#### Problem requirements
Reproduce the lines from the first one through the line containing "[(45, 94), (83, 61), (23, 49), (28, 95)]", replacing "even-odd rule" with "nonzero winding rule" and leaving everything else as it is. Omit the pictures from your answer.

#### Input data
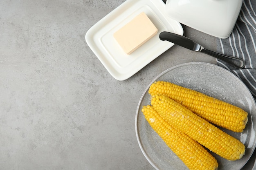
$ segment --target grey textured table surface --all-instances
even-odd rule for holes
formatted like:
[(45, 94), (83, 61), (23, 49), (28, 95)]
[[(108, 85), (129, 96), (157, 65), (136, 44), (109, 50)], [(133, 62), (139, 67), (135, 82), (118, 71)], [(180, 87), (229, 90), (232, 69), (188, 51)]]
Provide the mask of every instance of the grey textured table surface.
[[(0, 170), (154, 169), (136, 137), (141, 95), (171, 67), (216, 60), (174, 46), (115, 80), (85, 35), (124, 2), (1, 1)], [(216, 38), (183, 26), (216, 50)]]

#### Correct answer
$ segment --target grey textured table surface --all-instances
nonzero winding rule for holes
formatted like:
[(45, 94), (83, 61), (23, 49), (28, 95)]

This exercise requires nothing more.